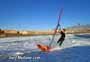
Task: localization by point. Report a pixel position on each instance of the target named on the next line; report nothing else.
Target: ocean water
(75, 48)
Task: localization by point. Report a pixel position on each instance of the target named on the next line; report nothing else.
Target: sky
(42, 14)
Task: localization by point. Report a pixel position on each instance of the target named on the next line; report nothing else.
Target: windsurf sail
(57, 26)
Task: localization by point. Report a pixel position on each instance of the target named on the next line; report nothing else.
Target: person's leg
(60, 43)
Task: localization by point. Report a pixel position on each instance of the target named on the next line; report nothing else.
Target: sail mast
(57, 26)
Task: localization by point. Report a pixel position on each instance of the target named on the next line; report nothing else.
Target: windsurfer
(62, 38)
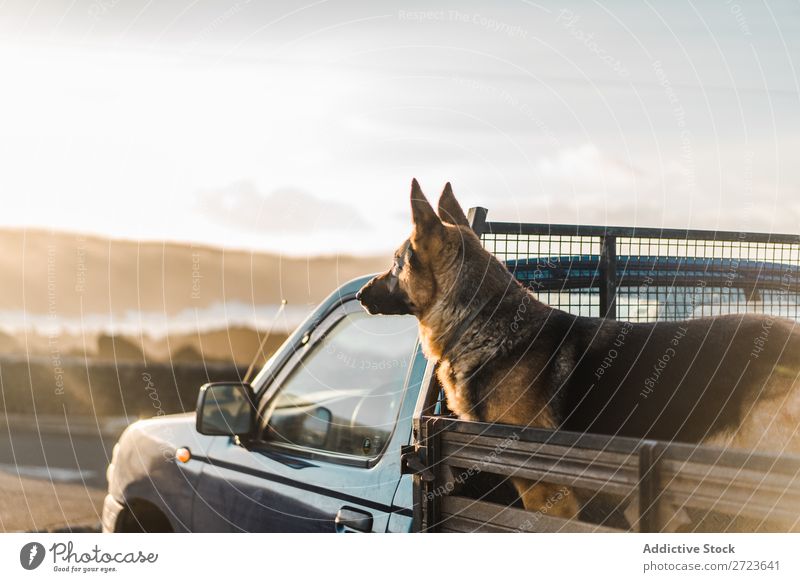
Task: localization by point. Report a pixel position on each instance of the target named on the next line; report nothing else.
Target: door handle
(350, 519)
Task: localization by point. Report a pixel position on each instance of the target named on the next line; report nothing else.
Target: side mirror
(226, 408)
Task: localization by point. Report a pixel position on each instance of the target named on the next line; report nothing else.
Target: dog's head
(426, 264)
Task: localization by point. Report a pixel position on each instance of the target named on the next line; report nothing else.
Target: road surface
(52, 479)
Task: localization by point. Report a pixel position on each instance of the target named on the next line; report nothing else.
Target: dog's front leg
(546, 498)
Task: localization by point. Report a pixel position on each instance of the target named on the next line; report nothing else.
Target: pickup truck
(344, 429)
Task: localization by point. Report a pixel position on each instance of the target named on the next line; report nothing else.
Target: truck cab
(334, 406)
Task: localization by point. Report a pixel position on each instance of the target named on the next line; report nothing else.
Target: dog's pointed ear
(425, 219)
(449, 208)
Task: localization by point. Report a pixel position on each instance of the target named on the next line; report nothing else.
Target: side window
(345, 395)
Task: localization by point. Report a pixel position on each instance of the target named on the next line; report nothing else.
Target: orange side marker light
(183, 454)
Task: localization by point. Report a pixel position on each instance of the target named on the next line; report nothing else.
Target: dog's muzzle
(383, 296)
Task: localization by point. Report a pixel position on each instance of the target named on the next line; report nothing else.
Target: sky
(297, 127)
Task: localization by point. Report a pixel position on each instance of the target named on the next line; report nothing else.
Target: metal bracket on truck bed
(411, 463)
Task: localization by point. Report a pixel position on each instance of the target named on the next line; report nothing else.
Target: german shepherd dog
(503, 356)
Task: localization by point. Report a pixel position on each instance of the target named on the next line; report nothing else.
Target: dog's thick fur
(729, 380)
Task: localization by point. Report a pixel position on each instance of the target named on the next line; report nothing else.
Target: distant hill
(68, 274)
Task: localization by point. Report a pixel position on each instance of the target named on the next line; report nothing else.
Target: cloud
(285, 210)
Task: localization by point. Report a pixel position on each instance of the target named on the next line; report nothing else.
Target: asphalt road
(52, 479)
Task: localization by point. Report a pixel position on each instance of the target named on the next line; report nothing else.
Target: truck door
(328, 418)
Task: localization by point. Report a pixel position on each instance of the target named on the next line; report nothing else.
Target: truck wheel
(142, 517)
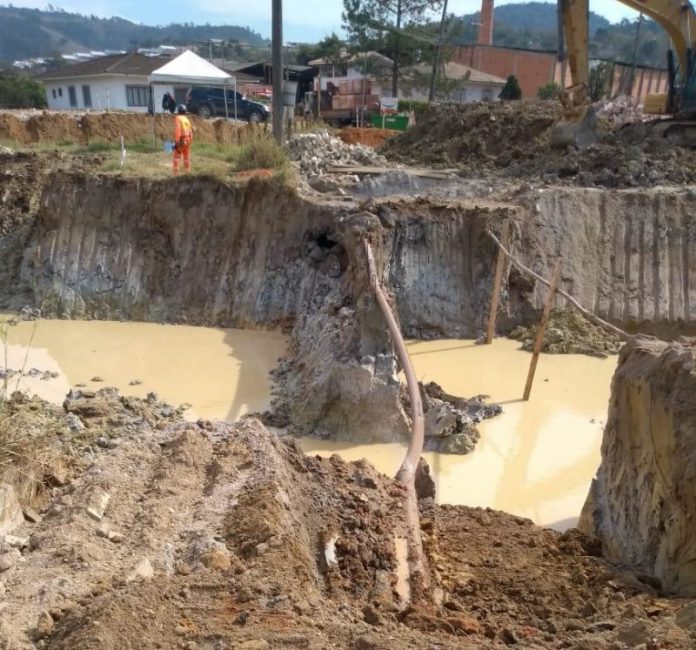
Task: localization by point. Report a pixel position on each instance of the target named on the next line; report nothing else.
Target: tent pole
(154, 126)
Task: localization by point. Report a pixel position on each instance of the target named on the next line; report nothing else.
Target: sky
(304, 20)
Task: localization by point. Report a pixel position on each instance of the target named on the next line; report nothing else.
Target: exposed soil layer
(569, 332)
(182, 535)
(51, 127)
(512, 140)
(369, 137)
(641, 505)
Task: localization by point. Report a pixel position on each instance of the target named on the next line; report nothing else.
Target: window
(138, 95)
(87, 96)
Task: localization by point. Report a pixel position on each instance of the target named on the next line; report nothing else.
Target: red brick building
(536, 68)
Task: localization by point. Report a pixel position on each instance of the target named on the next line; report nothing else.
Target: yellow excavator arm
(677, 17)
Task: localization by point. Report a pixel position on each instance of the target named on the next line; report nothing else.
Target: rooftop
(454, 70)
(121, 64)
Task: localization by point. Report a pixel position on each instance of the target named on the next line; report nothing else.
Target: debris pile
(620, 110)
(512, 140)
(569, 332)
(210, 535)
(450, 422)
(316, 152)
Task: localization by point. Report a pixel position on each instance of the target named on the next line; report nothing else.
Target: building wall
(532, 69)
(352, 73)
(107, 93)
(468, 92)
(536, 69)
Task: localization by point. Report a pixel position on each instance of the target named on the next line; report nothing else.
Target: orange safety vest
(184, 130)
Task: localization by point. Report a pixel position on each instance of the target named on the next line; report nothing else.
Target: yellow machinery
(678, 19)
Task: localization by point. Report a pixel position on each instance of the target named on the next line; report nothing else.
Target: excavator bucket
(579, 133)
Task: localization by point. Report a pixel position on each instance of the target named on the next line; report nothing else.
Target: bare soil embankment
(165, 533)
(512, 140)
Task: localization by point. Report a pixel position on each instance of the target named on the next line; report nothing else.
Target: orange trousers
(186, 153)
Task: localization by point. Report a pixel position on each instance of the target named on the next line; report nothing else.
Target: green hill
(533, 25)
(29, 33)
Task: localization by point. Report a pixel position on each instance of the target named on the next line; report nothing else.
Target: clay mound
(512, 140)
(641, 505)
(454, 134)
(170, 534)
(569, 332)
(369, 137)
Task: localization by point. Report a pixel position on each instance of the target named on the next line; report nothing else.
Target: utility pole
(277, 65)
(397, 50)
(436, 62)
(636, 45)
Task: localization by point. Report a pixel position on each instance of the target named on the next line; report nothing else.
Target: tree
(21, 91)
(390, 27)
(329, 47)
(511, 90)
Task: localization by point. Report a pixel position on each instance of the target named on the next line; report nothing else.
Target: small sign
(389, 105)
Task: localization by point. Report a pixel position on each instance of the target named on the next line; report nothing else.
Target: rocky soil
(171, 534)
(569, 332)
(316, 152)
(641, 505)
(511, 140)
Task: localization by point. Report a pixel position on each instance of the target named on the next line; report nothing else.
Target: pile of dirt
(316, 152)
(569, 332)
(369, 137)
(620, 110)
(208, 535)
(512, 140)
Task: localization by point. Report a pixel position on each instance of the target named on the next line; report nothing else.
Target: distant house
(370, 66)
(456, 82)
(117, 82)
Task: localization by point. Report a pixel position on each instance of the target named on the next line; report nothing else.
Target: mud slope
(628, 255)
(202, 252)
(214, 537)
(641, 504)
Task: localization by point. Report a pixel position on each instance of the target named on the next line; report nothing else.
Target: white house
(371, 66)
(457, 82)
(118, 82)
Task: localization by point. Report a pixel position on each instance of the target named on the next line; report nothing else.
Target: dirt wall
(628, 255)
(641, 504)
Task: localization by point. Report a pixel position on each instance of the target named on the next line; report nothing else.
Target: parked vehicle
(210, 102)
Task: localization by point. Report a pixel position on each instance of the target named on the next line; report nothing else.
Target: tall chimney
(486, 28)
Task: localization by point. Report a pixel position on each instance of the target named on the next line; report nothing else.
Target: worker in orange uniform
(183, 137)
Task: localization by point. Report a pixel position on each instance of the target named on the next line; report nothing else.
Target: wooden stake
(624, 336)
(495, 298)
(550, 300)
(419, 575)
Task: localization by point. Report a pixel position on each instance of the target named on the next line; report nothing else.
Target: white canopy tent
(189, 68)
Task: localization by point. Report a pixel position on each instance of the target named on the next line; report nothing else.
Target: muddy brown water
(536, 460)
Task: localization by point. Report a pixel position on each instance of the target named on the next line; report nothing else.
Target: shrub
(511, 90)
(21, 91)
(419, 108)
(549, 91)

☆ ☆ ☆ ☆ ☆

Work instructions: Retype the lines from the one containing "Target: parked vehicle" through the last line of the records. Leave out everything else.

Problem solution:
Target: parked vehicle
(210, 102)
Task: localization by point. Report a pixel position on each instance of the target named on the next line; report nothing else.
Target: tall chimney
(486, 28)
Task: localization by point. Report a pixel position on each instance of the target named on the next line; report nothing else.
Target: worker in orange uniform
(183, 137)
Task: localization by point. Report a pixel position on each instance of the target named on the next line; report nothing else.
Target: wooden stake
(624, 336)
(495, 298)
(550, 300)
(419, 575)
Task: localization by point. Report a pixel position on each instance of the target named on the next line; report nothing else.
Target: white canopy tent
(189, 68)
Task: localization by point. Report a pixel position on each instance of the target named on the next line; report nothing else.
Target: muddy brown water
(536, 460)
Task: localization by point. Report a pixel position on each instance of the target named on the next line; report nothing else.
Target: shrub
(511, 90)
(21, 91)
(419, 108)
(549, 91)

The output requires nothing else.